## Direction a
Summarize the passage on domain decomposition for mesh generation in two sentences.

++++

The same idea of subdividing the domain in half is used in several graph/mesh partitioning techniques for finite element meshes [1315]. Those techniques are also used in mesh generation when a background mesh is available for decomposition, such as in [4, 9, 1622]. Other works consider each element of the background mesh as a subdomain for mesh generation, such as [2225]. The techniques that use elements or groupings of elements of a background mesh to decompose the domain are classified as discrete domain decomposition (DDD) techniques in [26]. In those techniques, after determining the subdomains, their interfacing meshes, as well as the original surface mesh, are refined and each subdomain is meshed independently.

Techniques that do not use a background mesh are classified as continuous domain decomposition (CDD) techniques in the same work, and can use any method to decompose the domain. Therefore, in addition to recursive binary subdivision [412], as mentioned before, blocks [2730], recursive spatial decompositions (quadtrees or octrees) [3134], spatial sorting [35], and data structure partitioning [36] are also among the possible choices. As pointed out in [26], techniques that generate the interfacing mesh a priori might create artifacts in the interior of the mesh that degrade its final quality. This can happen both with CDD as well as with DDD techniques.

++++

## Direction b
Return every line of the rows below that contains the string "chandelier", treating uppercase and lowercase as different.

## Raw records
++++

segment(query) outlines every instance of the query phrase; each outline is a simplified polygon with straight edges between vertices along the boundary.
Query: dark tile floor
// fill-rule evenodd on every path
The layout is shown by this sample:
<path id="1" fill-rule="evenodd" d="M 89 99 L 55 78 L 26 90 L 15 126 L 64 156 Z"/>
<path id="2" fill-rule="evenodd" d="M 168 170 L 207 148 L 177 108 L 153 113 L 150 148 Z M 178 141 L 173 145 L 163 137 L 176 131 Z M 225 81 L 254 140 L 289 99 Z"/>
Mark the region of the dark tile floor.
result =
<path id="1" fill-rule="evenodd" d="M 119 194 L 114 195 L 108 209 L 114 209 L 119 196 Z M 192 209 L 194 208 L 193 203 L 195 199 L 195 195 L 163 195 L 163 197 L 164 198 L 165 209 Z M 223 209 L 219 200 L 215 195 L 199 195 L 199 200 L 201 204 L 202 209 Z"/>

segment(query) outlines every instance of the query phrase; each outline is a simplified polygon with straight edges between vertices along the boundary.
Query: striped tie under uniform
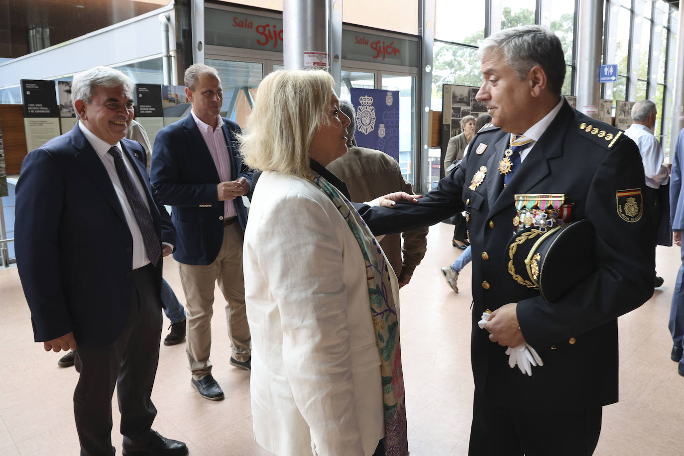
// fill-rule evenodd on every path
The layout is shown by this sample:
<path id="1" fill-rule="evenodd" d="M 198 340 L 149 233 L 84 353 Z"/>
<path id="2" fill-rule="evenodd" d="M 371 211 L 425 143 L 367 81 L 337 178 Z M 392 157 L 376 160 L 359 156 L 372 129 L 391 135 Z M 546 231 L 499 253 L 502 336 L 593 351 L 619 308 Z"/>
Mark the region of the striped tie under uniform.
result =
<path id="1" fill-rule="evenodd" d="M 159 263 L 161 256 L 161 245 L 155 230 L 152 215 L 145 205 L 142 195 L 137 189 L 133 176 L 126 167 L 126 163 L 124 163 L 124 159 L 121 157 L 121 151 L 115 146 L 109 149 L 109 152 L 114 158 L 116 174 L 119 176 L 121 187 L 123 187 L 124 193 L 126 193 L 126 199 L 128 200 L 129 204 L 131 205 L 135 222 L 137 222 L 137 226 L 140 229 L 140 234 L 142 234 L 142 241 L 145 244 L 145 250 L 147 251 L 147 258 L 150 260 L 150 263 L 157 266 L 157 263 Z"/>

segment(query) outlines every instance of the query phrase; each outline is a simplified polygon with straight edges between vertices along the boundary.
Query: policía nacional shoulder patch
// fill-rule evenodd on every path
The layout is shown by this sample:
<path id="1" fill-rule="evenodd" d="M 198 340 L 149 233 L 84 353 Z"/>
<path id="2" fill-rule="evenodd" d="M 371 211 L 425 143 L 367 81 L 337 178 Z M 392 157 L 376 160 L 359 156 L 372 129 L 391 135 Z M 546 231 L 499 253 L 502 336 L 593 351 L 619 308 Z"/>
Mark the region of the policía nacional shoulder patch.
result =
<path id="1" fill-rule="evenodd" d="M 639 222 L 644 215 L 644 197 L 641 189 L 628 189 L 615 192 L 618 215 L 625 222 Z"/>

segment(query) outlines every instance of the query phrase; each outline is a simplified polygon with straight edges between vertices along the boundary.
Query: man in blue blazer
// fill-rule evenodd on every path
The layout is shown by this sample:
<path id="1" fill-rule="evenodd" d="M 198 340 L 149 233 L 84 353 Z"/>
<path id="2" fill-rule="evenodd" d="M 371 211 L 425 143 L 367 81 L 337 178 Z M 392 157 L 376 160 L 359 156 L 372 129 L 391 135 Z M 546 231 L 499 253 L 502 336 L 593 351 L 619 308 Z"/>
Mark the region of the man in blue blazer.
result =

++++

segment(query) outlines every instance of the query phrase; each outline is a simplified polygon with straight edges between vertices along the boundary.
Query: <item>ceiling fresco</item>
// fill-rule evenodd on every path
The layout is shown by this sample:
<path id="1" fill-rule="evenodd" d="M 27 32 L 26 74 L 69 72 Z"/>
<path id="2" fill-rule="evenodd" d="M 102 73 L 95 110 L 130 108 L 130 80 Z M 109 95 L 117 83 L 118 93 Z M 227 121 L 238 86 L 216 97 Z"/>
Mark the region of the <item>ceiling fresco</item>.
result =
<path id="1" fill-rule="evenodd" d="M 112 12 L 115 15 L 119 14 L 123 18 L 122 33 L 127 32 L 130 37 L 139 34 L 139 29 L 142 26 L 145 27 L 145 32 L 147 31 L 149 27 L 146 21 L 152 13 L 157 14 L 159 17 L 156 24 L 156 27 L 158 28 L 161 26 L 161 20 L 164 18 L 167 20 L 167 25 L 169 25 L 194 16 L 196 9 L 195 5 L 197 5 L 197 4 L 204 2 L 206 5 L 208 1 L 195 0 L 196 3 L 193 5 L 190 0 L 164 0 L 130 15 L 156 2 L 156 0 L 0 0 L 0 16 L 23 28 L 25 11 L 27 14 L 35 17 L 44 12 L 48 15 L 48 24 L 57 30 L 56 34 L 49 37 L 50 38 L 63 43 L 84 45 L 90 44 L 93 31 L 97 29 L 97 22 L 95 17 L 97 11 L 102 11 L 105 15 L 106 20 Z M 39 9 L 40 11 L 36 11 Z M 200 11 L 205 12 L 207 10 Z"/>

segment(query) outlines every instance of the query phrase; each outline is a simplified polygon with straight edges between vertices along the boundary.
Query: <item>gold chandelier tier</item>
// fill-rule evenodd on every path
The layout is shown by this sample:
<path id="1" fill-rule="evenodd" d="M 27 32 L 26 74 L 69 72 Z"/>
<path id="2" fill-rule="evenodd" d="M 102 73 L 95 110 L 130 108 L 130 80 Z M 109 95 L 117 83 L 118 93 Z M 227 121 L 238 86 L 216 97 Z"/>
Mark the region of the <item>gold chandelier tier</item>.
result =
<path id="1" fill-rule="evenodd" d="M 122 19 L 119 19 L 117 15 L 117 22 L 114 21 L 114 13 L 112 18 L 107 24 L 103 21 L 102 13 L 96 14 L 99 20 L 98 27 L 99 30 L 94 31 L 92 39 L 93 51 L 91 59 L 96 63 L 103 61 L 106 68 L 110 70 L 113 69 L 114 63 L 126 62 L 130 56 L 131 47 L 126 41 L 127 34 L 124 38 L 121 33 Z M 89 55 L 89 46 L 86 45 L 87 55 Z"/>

++++

## Correct result a
Techniques that decompose the domain using elements or groupings of elements of a background mesh are classified as discrete domain decomposition (DDD), while those that do not use a background mesh are classified as continuous domain decomposition (CDD) and can use any method, such as recursive binary subdivision, blocks, quadtrees or octrees, spatial sorting, or data structure partitioning. With both CDD and DDD techniques, generating the interfacing mesh a priori might create artifacts in the interior of the mesh that degrade its final quality.

## Correct result b
Query: <item>gold chandelier tier</item>
Mark the region of the <item>gold chandelier tier</item>.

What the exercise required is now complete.